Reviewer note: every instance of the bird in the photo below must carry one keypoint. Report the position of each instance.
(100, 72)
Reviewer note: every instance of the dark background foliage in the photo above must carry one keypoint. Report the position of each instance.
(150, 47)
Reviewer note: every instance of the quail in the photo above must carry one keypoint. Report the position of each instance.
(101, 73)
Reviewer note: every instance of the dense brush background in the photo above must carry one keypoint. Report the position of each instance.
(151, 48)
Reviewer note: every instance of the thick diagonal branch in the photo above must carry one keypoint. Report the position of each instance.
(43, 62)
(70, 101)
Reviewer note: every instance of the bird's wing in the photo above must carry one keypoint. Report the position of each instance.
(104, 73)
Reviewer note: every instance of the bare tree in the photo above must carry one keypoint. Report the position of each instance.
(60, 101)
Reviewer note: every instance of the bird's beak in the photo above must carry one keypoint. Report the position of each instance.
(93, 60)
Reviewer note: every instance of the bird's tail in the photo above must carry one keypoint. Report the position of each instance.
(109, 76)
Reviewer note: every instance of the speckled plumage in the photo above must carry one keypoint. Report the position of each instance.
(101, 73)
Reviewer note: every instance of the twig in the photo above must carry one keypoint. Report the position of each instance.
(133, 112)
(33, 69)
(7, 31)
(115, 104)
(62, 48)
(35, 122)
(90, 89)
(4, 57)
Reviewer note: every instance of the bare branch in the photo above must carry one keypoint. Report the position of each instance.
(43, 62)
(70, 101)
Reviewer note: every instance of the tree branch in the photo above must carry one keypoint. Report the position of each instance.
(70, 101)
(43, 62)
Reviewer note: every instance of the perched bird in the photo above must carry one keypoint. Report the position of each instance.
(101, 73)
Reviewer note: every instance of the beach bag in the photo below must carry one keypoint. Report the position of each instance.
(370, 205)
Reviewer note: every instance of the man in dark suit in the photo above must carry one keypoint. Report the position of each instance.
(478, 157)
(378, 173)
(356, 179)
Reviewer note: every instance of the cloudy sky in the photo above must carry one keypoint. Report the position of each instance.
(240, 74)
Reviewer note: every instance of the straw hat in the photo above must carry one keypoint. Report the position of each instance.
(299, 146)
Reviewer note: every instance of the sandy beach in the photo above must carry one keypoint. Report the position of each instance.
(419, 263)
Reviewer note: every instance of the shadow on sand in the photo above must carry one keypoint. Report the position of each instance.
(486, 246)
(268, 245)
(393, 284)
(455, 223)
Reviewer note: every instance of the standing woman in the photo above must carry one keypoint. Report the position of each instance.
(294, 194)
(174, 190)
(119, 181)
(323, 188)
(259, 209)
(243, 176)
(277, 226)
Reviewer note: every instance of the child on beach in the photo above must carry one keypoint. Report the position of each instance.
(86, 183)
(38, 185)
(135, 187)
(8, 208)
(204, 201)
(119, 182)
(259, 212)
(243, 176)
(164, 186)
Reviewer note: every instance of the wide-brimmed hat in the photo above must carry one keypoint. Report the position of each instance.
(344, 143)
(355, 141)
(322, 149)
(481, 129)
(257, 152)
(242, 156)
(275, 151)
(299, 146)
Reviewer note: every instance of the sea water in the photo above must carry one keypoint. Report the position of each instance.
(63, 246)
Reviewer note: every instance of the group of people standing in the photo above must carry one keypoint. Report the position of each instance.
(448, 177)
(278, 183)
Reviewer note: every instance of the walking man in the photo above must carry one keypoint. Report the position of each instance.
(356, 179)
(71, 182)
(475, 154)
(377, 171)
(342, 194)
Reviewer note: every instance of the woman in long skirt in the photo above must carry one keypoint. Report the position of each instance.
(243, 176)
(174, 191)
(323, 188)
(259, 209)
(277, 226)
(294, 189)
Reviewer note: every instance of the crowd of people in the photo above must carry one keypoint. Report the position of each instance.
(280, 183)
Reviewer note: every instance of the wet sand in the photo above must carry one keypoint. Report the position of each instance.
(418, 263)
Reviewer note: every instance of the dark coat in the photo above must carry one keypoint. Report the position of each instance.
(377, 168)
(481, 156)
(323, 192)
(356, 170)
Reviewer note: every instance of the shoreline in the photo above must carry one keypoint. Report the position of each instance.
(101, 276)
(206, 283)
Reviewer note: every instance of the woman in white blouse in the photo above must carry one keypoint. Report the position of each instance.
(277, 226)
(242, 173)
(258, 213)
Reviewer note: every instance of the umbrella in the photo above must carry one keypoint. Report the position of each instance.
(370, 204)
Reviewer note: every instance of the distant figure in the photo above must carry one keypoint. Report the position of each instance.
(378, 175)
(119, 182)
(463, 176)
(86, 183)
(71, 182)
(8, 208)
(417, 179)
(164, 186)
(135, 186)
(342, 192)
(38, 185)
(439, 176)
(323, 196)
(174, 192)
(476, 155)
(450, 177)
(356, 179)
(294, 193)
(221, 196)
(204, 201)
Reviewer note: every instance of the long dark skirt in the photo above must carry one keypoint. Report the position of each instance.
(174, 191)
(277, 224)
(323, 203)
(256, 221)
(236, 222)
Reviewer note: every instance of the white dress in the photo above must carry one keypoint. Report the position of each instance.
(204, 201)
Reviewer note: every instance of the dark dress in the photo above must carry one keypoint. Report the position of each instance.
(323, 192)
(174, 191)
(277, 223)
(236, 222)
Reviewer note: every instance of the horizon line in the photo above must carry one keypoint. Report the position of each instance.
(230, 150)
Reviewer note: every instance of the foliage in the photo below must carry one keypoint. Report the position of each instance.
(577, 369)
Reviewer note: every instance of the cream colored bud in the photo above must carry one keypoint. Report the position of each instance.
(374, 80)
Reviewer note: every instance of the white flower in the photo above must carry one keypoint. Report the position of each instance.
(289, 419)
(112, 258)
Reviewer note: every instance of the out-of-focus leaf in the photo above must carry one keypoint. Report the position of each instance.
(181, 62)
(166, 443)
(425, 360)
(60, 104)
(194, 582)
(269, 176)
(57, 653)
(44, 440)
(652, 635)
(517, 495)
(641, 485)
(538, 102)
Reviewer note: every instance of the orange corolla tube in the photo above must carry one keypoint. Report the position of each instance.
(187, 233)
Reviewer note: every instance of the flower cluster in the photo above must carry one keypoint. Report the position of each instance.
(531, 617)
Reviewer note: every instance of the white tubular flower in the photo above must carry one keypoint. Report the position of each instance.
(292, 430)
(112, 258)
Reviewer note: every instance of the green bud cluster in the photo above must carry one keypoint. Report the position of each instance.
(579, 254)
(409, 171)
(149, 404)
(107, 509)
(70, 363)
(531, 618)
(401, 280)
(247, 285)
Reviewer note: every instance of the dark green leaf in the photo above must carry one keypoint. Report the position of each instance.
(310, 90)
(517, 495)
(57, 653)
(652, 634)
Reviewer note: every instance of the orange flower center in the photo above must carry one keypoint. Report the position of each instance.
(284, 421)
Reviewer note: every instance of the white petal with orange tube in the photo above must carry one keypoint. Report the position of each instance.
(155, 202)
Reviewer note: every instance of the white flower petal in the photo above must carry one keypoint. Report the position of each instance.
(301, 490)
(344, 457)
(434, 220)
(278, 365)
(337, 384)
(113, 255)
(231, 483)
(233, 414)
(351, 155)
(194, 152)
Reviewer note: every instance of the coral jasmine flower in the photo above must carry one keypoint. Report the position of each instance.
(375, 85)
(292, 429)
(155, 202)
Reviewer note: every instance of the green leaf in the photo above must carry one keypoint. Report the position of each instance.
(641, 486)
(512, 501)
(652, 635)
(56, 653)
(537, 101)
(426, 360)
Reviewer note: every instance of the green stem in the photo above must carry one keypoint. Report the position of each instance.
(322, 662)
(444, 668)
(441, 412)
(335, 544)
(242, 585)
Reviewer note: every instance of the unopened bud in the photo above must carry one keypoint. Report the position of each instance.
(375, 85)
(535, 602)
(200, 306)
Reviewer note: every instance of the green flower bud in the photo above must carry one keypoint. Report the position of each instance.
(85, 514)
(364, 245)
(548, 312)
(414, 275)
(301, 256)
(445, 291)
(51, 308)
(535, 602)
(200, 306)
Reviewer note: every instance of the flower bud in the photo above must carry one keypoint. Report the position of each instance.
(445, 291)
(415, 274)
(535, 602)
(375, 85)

#####

> _What you should do_: Copy from the line with "Reviewer note: every instance of the unopened" to the final line of the records, inclusive, and add nothing else.

> _Task response_:
Reviewer note: every instance of the unopened bud in the photo above must carry one keypoint. Report the position of each instance.
(375, 85)
(535, 602)
(200, 306)
Reviewer note: every instance of the green flower bud in the photo above must carry one keypoint. Report the position of each instance.
(85, 514)
(364, 245)
(548, 312)
(414, 275)
(301, 256)
(445, 291)
(51, 308)
(535, 602)
(200, 306)
Reviewer note: every instance of the flower bud in the photo above must carry one keypoint. Report the position of each instance.
(445, 291)
(415, 274)
(535, 602)
(375, 85)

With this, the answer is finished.